(Records for this task begins)

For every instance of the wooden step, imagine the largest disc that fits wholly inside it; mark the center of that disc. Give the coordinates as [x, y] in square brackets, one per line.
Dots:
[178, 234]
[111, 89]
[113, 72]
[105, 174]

(Records for this task ends)

Repeat all of the records exactly.

Reply:
For every instance of the wooden step, imagine the largest disc that fits wholly inside it; mark the center of that disc. Give the coordinates as [x, y] in square brackets, one per line.
Dots:
[178, 234]
[111, 89]
[113, 72]
[105, 174]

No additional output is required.